*DIRECTIONS FOR THIS TASK*:
Reproduce the listing below word for word, leaving out the pictures.

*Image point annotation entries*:
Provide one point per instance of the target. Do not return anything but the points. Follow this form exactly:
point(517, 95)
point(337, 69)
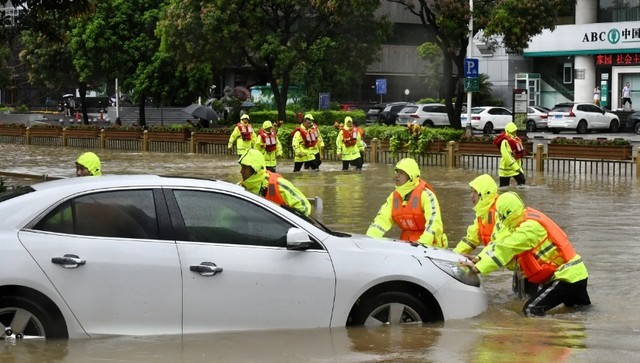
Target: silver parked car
point(151, 255)
point(537, 118)
point(581, 117)
point(428, 114)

*ANSWER IN FULL*:
Provide one point per instance of the target. Do not return anything but the points. Follow this form exactly:
point(517, 95)
point(337, 69)
Target: silver parked car
point(151, 255)
point(537, 118)
point(581, 117)
point(428, 114)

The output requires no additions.